◆ WORK INSTRUCTIONS: Copy every line of the material below word for word, changing nothing.

Pointing and labeling entries
★ ★ ★ ★

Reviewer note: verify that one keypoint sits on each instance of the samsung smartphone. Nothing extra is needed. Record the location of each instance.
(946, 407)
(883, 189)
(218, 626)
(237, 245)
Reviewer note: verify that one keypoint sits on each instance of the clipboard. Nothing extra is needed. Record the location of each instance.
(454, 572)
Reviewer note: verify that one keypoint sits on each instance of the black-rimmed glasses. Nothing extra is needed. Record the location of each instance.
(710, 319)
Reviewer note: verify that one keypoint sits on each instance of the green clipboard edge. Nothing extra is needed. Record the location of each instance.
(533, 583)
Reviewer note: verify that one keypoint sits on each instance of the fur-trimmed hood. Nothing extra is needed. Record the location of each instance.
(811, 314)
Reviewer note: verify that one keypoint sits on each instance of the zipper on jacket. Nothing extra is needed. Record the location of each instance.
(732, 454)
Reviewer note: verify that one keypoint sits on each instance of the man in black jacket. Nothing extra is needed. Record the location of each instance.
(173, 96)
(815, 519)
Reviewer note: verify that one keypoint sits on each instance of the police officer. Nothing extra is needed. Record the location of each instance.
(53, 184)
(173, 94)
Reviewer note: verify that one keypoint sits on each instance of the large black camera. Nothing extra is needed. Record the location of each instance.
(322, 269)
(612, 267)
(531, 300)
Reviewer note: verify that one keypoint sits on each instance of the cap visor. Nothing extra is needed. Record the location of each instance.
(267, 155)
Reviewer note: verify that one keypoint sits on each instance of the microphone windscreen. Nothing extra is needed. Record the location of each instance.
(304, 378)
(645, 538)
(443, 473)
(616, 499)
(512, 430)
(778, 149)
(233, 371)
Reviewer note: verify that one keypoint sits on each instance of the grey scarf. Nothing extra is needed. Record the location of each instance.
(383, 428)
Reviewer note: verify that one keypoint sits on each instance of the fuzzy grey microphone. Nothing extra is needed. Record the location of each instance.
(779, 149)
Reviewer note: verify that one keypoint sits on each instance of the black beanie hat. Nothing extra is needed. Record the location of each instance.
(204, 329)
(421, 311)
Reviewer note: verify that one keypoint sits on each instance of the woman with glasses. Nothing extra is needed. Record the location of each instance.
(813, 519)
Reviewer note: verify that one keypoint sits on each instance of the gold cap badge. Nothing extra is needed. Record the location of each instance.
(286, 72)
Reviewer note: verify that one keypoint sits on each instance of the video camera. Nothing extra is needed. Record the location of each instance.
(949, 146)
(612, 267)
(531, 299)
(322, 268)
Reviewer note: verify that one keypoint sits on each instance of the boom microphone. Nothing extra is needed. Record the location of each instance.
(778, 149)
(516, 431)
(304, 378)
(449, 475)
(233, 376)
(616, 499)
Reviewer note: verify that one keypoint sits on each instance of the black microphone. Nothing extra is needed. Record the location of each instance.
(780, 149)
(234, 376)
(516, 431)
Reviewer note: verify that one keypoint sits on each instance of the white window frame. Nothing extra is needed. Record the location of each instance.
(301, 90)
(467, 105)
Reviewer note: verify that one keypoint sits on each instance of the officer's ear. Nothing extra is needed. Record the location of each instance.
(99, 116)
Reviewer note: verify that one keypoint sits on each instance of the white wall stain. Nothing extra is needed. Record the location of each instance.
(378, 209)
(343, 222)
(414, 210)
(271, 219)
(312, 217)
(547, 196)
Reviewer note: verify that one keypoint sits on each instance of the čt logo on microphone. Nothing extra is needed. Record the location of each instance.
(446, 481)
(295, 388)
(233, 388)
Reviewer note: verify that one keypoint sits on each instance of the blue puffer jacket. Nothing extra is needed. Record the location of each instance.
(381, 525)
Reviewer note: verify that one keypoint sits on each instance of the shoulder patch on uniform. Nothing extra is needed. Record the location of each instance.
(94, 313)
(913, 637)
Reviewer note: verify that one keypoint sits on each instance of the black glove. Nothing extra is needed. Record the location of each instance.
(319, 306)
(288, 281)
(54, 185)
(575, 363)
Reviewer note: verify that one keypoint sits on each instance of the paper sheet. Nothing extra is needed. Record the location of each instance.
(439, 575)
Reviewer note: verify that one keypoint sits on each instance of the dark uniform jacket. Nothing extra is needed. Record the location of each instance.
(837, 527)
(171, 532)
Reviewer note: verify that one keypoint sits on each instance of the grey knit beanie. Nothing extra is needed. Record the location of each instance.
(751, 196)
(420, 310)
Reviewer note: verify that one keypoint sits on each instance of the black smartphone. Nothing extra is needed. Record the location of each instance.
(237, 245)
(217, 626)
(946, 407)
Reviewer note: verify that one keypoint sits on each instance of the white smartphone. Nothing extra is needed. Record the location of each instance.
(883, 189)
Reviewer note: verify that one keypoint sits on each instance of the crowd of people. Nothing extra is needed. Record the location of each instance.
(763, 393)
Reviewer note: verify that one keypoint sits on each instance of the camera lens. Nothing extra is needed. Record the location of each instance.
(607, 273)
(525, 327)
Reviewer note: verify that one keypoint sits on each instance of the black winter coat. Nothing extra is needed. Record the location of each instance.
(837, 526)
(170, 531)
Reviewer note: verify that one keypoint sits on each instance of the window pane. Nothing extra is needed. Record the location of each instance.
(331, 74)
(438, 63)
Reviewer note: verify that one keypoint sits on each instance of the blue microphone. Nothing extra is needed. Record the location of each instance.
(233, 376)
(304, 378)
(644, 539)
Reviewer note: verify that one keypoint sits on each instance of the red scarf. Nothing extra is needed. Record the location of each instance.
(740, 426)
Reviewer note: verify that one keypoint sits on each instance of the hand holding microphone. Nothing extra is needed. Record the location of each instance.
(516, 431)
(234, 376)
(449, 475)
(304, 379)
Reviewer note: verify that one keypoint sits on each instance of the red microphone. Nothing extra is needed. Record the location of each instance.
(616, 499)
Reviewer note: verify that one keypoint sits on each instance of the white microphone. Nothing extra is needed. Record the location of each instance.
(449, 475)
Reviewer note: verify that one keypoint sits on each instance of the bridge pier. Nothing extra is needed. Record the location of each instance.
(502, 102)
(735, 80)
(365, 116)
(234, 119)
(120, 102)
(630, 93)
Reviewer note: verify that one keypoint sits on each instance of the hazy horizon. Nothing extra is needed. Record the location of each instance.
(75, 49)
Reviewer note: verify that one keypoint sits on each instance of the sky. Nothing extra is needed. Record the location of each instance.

★ ★ ★ ★

◆ RESULT FOR THIS TASK:
Reviewer note: verify that one keypoint sits on each instance of the samsung smartphone. Nothing extra is needed. Record the location of each instance.
(946, 407)
(883, 189)
(218, 626)
(237, 245)
Reviewer note: verify that one keypoint sits on each instance of the clipboard. Nothing extra is needed. Record the location of each instance.
(454, 572)
Reviewer note: verify that one keypoint sits on each instance of the black-rimmed glasses. Nothing extra is needed. Record the location of each instance.
(710, 319)
Reviewer note: verify that one keypoint sits on each instance of the green clipboard edge. Nothing extra is needed. Record the location of each instance.
(533, 583)
Reviewer note: verify that one keypoint sits on each instance of the fur-trimmed hood. Nothing extra is needed. Record the location of each instance.
(811, 314)
Reviewer note: verify that one keypoint sits on each instance of the zipper on jacket. Nothing extra is needed. Record the location of each instance.
(732, 454)
Reviewer note: verify that one keypoint sits on each instance of the man in black jacket. Nothing extra is needed. Record the location of each instance.
(173, 96)
(815, 519)
Reviewer note: verify that one keypoint sits on each instance of the police officer. Nothing extra is needed. Record the location of each instance.
(53, 184)
(173, 94)
Reviewer note: verify that one keypoint sits on each instance of the large black camera. Nothing extra is needed. Record the location of each instance.
(322, 269)
(612, 267)
(531, 300)
Reviewer note: verify that one keypoint sits on each instance of the cap visor. Nothing extra is needed. Record the location of each instance.
(267, 155)
Reviewer note: verify that one keypoint sits on each instance of the microphone windscreen. Nothing extra is needed. Record the location of each instance.
(304, 378)
(645, 538)
(443, 473)
(616, 499)
(512, 430)
(778, 149)
(233, 371)
Reviewer note: verify that one keypoint sits on each instance of the grey scarf. Nothing extra is needed. Record the location of each instance.
(383, 428)
Reviewer note: verify that one keypoint sits on each instance of the fuzzy grey microphone. Nothing extra is needed. Record the location of each instance.
(779, 149)
Reviewer note: verify that one keypoint sits on each instance of the black beanie hat. Nothing extra is needed. Record the location of each instance.
(204, 329)
(421, 311)
Reviewer note: verify that one keypoint sits on each instance of the woman with glasses. Nothing extra is needed. Record the location of each instance.
(813, 519)
Reviewer note: verify that one keypoint sits on each instance of the gold cap badge. Nothing extra is needed. Record the location of each instance.
(286, 72)
Reviewer note: verify that one keypoint sits on each instance of the video camera. Nothing extra is needed. Record the location of each instance.
(949, 146)
(612, 267)
(531, 299)
(322, 268)
Reviewer note: verify that one keypoint sits on each instance of the boom microphone. Nothing extra is needed. Record the location of each instance.
(778, 149)
(516, 431)
(304, 378)
(449, 475)
(233, 376)
(616, 499)
Reviewer note: verify that one keypoint sits on each instance of the black microphone. Nothing extra is needed. Record the location of each instance.
(780, 149)
(234, 376)
(516, 431)
Reviewer note: verify that one keypoint sits on each instance of the white window frame. Nothing extra is needed. Record the location of each instance.
(301, 90)
(467, 105)
Reviewer note: verify that one keypoint sits on each instance of the officer's ear. Nothing extra is needed. Record the location of each instance.
(99, 116)
Reviewer note: verify that one keypoint sits on each instance of the white wall stain. Nothing extra is needed. Record the location of each instance.
(378, 209)
(343, 222)
(414, 210)
(271, 219)
(312, 217)
(547, 196)
Reviewer note: verify that one keypoint sits on each instance of the čt logo on microphone. Nothing extra is needed. Record the location of each instance.
(446, 481)
(295, 388)
(233, 388)
Reviewer note: verify that one keypoint sits on each instance of the blue puffer jacket. Nothing extra is needed. Record the location of each instance.
(381, 525)
Reviewer note: verify that one keypoint sits on each instance of the shoulder patch on uniform. Nothing extra is needed. Record the location of each instance.
(94, 313)
(913, 637)
Reviewer note: verify that one keypoint sits on each instance of the black glove. Nothing extra is needed. Record the location of each instance.
(319, 306)
(288, 281)
(54, 185)
(575, 363)
Reviewer note: verify that one keypoint sits on each instance of the paper sheet. Nothing extra is needed. Record the location of each instance.
(439, 575)
Reviewer note: verify that one keypoint sits on each instance of the dark uniform jacket. Nothing extra is needed. Record the location of each instance.
(837, 527)
(171, 532)
Reviewer note: verify that one keypoint sits on each instance of the grey knit beanie. Nothing extra is needed. Record the location of each instance.
(751, 196)
(420, 310)
Reviewer note: verify that one keypoint sits on each instance of the black smartphone. Nothing extra is needed. Record the location of each instance.
(237, 245)
(217, 626)
(946, 407)
Reviewer note: verify that one keypoint sits on each instance of the white smartphone. Nothing extra is needed. Record the location of each instance.
(883, 189)
Reviewer note: verify that one keypoint sits on each instance of the crowd of people. Nothing extra is needed. Record the location of each instance.
(763, 393)
Reviewer note: verify that one keypoint sits on each instance of the camera lens. Nothing extra is needed. Record the location of each instance.
(607, 273)
(525, 327)
Reviewer note: verify that one keypoint sits on each instance of the black winter coat. Nothing extra is needed. Record the location of each instance.
(837, 526)
(170, 531)
Reviewer note: verify that one keypoint sits on each instance of the window pane. Nothing extra is needed. Record the location of each instance.
(331, 74)
(438, 63)
Reviewer note: verify that one keypoint sits on each instance of the blue microphone. Nothing extra is needed. Record the location of each instance.
(233, 376)
(304, 378)
(644, 539)
Reviewer note: verify that one keypoint sits on each instance of the red scarf. Nothing extra is needed. Record the location of each instance.
(740, 426)
Reviewer note: verify that one keypoint sits on each instance of the hand holding microphone. Nothing extra is needed. Record the location of each instance.
(516, 431)
(234, 376)
(449, 475)
(304, 379)
Reviewer note: verify that one keypoint sits on each instance of the red microphone. Nothing extra is needed. Record the location of each instance.
(616, 499)
Reviewer note: verify that one keypoint sits on each instance of the white microphone. Nothing extra is needed. Record the location of each instance.
(449, 475)
Reviewer note: verify that one keypoint sits on each instance of the bridge pier. Nothing extra is needed. Record the location of each instance.
(502, 102)
(735, 80)
(365, 116)
(234, 119)
(120, 102)
(630, 93)
Reviewer note: verify that one keypoint sits on each instance of the hazy horizon. Nothing extra is needed. Record the location of each instance.
(75, 49)
Reviewer note: verify that one keypoint sits on each instance of the sky. Nothing extra is needed. Record the location of each instance.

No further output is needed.